EXERCISE DATA:
##############################

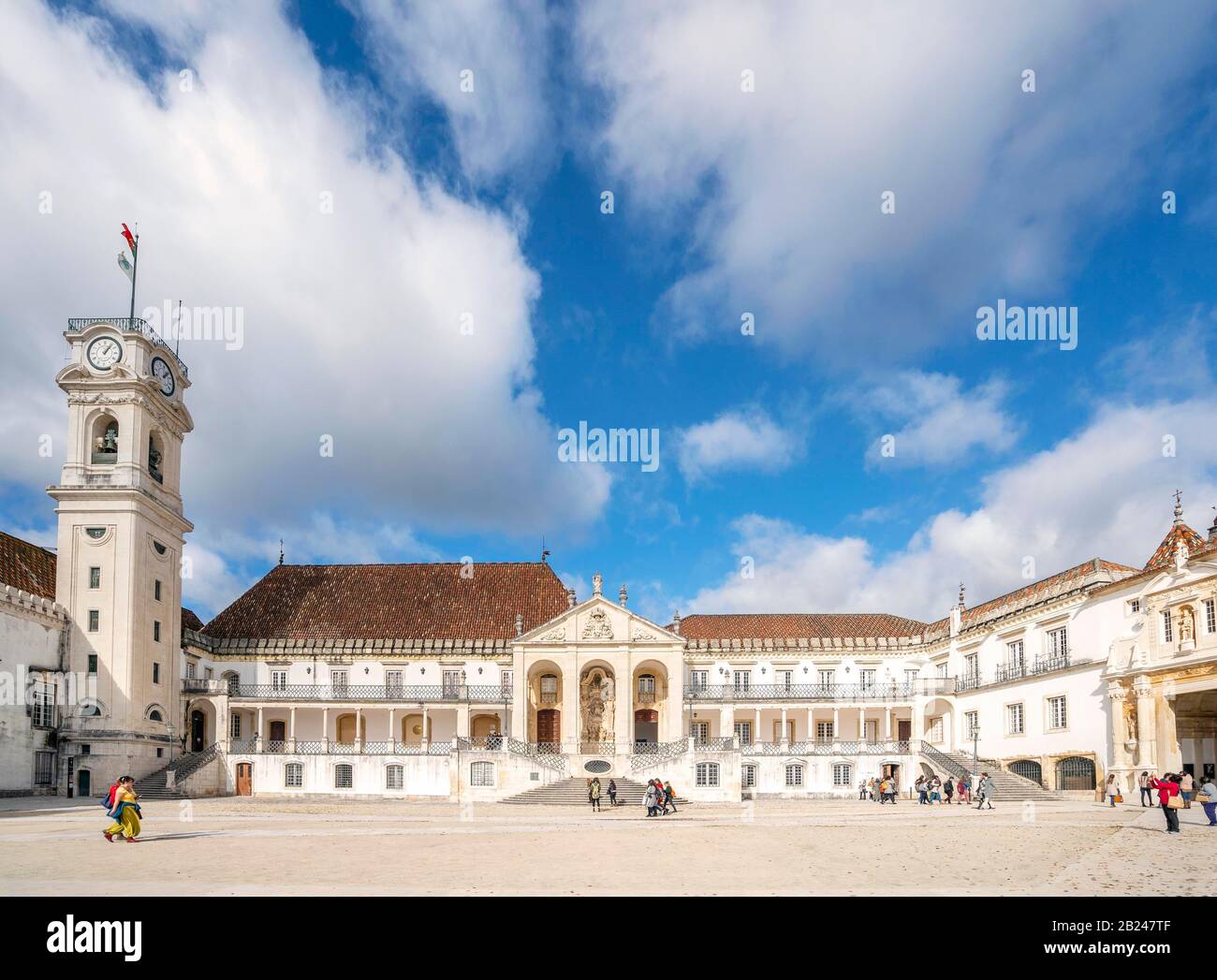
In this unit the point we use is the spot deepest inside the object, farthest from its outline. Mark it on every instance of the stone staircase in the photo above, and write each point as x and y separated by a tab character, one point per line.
1006	785
573	792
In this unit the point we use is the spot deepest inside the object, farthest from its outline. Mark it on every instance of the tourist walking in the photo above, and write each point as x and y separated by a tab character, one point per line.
1168	789
1185	786
125	812
1209	790
985	792
1143	781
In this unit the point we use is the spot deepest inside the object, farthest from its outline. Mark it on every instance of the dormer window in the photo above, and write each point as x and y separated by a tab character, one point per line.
105	441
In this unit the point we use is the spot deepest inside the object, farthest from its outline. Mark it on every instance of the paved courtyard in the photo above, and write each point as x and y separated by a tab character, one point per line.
254	846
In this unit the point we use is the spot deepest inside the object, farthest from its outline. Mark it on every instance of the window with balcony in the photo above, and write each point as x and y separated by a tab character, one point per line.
1057	713
1015	724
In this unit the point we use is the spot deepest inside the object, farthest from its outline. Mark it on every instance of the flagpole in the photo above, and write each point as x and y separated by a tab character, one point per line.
135	270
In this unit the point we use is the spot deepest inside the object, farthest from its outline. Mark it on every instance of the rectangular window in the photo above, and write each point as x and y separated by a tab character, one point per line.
1057	715
1014	720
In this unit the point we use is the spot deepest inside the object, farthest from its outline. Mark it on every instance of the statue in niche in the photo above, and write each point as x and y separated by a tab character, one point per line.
597	699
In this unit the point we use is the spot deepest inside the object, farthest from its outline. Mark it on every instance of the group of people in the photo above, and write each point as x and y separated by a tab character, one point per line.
881	790
658	800
122	809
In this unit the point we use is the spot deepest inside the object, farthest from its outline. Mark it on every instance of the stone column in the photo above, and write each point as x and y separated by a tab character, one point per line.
1147	724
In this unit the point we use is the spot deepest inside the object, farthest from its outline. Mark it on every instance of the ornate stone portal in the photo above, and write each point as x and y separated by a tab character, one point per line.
597	699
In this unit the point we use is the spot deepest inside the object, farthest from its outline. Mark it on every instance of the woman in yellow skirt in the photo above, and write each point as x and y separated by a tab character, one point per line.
125	812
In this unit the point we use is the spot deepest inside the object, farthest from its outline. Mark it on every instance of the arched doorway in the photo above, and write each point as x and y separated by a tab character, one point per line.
1029	769
1075	773
646	725
548	725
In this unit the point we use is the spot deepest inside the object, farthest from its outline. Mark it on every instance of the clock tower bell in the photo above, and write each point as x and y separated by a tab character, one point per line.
121	537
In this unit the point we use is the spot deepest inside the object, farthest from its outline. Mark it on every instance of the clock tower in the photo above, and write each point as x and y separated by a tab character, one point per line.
121	537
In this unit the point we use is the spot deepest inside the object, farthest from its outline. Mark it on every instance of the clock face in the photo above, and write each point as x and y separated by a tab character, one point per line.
105	353
163	375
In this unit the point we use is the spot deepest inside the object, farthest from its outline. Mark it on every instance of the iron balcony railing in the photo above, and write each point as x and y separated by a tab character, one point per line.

##############################

TASK ITEM: Using the records above, please retype only the run of lines from the line holding "clock tower bell" through the last line, both ends included.

PROBLEM SOLUTION:
In this unit the point we use is the spot deepest inside the object, farthest from its outline. Mark it on every instance of the clock tower bell in the photo above, and write each point as x and y separated by a tab character, one point per line.
121	537
In this unit the point we use is the spot deepest inside the object, farthest from its outline. Mark it on every instance of the clock tower in the photo above, and write each point as x and y separated by a tab character, one point per line.
121	537
In this unit the point we use is the spot deepest inside the object, farthest from its outline. Mark it on every instance of the clock face in the photo above, and write each point as x and y separated by a tab character, one point per line.
105	353
163	375
In this unit the point we use is the spot deepest inside the object, farthest from its outline. Mark it on every instance of the iron balcony railing in the photo above, and write each point as x and y separated by a tab character, one point per line.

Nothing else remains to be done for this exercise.